-- start of Source document --

Regimes of Visibility: A Conversation with Dimitris Athiridis

documenta 14
October 12th 2024

Samuel Beckett once decreed that the artist’s charge is to “find a form that accommodates the mess.” Goodness knows this task is perpetually challenging, especially in this imperiled moment for humankind. As the twilight of neoliberalism threatens to send us careening into sectarian violence across the globe by exacerbating socioeconomic disparities, an urgent question remains: what power can art exert within the institutional parameters of our contemporary cultural hegemony?

Across 14 hours, Dimitris Athiridis’s exergue – on documenta 14 (2024) provides one possible answer to this query. The film chronicles the two-year planning and execution of the fourteenth edition of documenta, the quinquennial modern art exhibition established in Western Europe after the end of World War II. Under the leadership of artistic director Adam Szymczyk, the two-city show—hosted in Kassel, Germany, and Athens, Greece—engendered a host of controversy from the German press and political class, including accusations of exoticizing Greece at the height of its economic crisis and charges of negligent overspending on behalf of its planning committee.

Yet Athiridis is less interested in tabloid sensationalism than in the quotidian processes Szymczyk and his curatorial team engage in to marry their theoretical ambitions with the practical obstacles of negotiating with various artists and institutions. “The work is the death mask of the idea,” Szymczyk quips in the film’s eleventh chapter, but Athiridis’s film is anything but morbid despite the dire backdrop of Fascism’s resurgence throughout the West. Cross-cutting between extensive discussions and intricate performances, the film is a vibrant correlative to the show’s generative aspirations to problematize tiers of power within a globalized conception of artmaking.

The title’s significance is revealed near the film’s end, which unspools across the show’s opening day. By accentuating the labor otherwise occluded in documenta 14’s reception, Athiridis’s film ultimately contributes to a historiography informed, but not dictated, by the monodic drone of a capitalist ballad.

Nick Kouhi: Your films are character-driven, though exergue – on documenta 14 is your first to center around a subject who isn’t Greek. What qualities draw you to such eclectic figures as Terry Papadinas, Yiannis Boutaris, and Adam Szymczyk?

-- end of Source document --
-- start of Provided material --

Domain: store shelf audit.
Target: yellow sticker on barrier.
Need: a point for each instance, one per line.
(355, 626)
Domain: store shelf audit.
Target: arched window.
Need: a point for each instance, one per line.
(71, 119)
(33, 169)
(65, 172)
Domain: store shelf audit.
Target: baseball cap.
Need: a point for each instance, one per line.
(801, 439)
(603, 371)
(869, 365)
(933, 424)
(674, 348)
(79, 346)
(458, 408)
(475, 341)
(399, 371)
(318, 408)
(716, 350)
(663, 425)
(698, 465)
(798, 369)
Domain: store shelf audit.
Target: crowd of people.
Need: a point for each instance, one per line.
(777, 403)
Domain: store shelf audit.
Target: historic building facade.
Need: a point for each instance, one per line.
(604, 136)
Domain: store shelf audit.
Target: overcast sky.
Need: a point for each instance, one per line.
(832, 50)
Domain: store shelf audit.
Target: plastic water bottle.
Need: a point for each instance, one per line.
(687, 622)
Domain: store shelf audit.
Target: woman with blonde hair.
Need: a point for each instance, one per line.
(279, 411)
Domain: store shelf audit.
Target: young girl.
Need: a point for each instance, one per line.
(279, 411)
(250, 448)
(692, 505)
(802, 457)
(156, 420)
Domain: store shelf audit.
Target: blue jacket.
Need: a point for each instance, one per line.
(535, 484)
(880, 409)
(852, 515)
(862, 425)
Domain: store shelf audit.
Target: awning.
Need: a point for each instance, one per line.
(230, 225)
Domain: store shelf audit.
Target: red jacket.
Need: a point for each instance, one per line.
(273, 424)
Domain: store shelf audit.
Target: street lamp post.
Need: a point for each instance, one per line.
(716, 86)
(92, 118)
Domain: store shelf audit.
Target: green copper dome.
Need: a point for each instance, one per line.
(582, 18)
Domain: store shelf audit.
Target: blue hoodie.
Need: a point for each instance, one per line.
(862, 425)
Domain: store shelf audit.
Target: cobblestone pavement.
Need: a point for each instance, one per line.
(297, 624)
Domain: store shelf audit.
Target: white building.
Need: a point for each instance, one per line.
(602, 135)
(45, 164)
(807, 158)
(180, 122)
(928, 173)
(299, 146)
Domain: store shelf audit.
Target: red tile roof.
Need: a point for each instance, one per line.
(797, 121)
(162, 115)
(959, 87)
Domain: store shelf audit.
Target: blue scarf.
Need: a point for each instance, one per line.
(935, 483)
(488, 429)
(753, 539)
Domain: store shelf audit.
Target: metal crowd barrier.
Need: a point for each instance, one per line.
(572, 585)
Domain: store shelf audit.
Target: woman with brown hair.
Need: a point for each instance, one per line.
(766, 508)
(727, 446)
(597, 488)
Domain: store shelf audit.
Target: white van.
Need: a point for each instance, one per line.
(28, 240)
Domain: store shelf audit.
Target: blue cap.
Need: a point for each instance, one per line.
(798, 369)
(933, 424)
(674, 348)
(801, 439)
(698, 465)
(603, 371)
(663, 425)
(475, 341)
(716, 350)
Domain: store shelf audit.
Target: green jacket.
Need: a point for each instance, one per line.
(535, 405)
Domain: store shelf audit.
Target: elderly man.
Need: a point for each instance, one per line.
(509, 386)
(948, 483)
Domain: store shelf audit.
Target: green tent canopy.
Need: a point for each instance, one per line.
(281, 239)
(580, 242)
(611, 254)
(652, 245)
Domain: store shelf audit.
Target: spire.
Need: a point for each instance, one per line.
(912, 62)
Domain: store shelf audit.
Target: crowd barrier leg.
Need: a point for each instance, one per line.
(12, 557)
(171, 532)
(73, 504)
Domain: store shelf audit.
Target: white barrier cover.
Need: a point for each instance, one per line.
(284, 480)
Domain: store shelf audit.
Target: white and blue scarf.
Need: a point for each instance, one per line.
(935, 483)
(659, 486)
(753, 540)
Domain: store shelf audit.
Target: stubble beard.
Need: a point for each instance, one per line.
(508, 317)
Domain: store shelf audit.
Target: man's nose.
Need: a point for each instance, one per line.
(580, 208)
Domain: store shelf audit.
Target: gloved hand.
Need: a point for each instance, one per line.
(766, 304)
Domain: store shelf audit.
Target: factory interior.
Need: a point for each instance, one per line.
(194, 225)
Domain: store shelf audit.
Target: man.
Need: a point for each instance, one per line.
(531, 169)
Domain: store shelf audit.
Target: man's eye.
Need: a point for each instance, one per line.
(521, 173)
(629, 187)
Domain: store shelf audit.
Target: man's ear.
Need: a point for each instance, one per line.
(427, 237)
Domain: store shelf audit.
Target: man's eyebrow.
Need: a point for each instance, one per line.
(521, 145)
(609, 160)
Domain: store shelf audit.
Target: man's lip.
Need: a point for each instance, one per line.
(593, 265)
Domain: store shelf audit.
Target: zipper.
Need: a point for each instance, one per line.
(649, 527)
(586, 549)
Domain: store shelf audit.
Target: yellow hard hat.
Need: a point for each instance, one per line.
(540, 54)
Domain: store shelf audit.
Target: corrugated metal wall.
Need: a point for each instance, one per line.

-- end of Provided material --

Your objective - According to the documenta 14 interview, why did the fourteenth edition of documenta draw controversy from the German press and political class?

Result - The show was accused of exoticizing Greece at the height of its economic crisis. Its planning committee was also charged with negligent overspending.